--- Excerto do texto ---
---*---
A utilização de armas químicas contra a população civil é um dos episódios mais desconhecidos da história colonial espanhola no Norte de África.
O motivo desta ausência é duplo. Por um lado, o Protetorado de Marrocos ocupou um lugar secundário na memória histórica dos espanhóis. Geralmente vinculada a derrotas militares, como as de Barranco del Lobo (1909) e Anual (1921), e a algumas vitórias, como a de Alhucemas (1925), a história do Protetorado (1912-1958) tende a aparecer nas narrativas espanholas quando os acontecimentos em África têm um impacto direto na Península Ibérica.
Em segundo lugar, o uso de gás mostarda contra a população civil na década de 1920 foi um ato de guerra ilegal, contrário às convenções internacionais de que a Espanha era signatária, pelo que os governos espanhóis tentaram mantê-lo oculto.
O facto de o grande público desconhecer a utilização de armas químicas na Guerra de África não significa que os historiadores não se tenham debruçado sobre o tema. Os estudos de Sebastian Balfour, María Rosa de Maradiaga, Carlos Lázaro e, mais recentemente, Daniel Macías analisaram um dos aspetos mais obscuros da guerra colonial.
Estes historiadores concordam que o que levou os espanhóis a optarem pela utilização de armas químicas foi um misto de desejo de vingança contra os rifenhos, nomeadamente após o Desastre Annual, e de pragmatismo militar, uma vez que a utilização de gases tóxicos permitia reduzir o número dos seus próprios soldados envolvidos no conflito e, consequentemente, a quantidade de baixas.
Embora se tenha argumentado que a Espanha foi o primeiro país a utilizar armas químicas contra civis, é difícil afirmá-lo categoricamente. Os britânicos foram acusados de utilizar gás venenoso contra a população rebelde na Mesopotâmia (atual Iraque) em 1920, mas parece que, por razões técnicas, não o puderam fazer.
---*---
--- Tarefas ---
**1)** Responda, com base no texto sobre as armas químicas no Protetorado de Marrocos:
(a) Entre que anos decorreu o Protetorado?
(b) Que gás foi usado contra a população civil na década de 1920?
(c) De que foram acusados os britânicos em 1920?
**2)** Indique se cada afirmação está de acordo com o texto sobre as armas químicas no Protetorado de Marrocos e justifique com uma citação dele:
(a) A Espanha não tinha assinado as convenções internacionais que proibiam esse uso de gás.
(b) Segundo os historiadores citados, o pragmatismo militar contribuiu para a decisão espanhola.
(c) O texto garante que a Espanha foi o primeiro país a usar armas químicas contra civis.
**3)** Prossiga o texto sobre as armas químicas na guerra colonial espanhola a partir do ponto em que termina.
Para resolver as tarefas, não é preciso consultar as entradas.

--- Dados apresentados ---
---*---
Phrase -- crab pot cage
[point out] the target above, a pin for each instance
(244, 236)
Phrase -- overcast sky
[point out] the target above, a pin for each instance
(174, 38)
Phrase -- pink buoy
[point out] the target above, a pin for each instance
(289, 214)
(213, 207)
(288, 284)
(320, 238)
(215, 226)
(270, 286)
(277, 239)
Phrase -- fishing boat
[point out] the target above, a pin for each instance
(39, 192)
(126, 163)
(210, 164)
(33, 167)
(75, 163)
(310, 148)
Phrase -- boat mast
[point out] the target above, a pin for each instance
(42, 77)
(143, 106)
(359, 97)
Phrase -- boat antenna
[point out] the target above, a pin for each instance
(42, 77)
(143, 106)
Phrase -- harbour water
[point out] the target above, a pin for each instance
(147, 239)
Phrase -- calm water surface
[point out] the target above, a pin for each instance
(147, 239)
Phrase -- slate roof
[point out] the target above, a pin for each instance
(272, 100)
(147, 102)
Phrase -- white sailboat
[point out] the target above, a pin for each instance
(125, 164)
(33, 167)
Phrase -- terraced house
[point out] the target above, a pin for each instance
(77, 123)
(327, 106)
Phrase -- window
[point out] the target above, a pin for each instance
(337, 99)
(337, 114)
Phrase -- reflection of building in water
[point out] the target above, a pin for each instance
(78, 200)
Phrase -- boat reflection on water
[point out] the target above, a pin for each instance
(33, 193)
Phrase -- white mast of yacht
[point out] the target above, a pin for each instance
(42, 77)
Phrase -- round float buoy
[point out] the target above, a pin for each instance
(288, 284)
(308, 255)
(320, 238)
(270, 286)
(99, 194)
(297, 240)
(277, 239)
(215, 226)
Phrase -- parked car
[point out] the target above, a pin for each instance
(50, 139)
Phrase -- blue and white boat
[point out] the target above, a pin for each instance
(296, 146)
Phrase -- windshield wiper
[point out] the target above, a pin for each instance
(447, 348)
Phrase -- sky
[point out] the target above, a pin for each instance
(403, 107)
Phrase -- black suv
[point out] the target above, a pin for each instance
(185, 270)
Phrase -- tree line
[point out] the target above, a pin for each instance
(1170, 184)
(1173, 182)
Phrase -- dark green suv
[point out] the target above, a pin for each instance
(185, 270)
---*---
--- Respostas finais ---
**1)**
(a) Entre 1912 e 1958.
(b) Gás mostarda.
(c) De utilizar gás venenoso contra a população rebelde na Mesopotâmia (atual Iraque).

**2)**
(a) Não: "contrário às convenções internacionais de que a Espanha era signatária".
(b) Sim: "de pragmatismo militar, uma vez que a utilização de gases tóxicos permitia reduzir o número dos seus próprios soldados envolvidos no conflito".
(c) Não: "é difícil afirmá-lo categoricamente".

**3)**
A guerra de África
A Guerra do Rife teve a sua origem na expansão colonial europeia no Norte de África em princípios do século XX. Os tratados de Algeciras (1906) e de Fez (1912) criaram um protetorado espanhol e outro francês no norte de Marrocos. As tensões com as tribos rifenhas foram constantes no protetorado espanhol desde o princípio e o exército viu-se obrigado a mandar para África um grande número de soldados de substituição.
Em Espanha, a guerra tornou-se rapidamente muito impopular, sobretudo entre as classes mais baixas, que não podiam pagar para se livrar do serviço militar. Em julho de 1909, uma mobilização de tropas decretada pelo governo de António Maura deu origem a protestos virulentos em Madrid e Barcelona, que resultaram na Semana Trágica na capital catalã.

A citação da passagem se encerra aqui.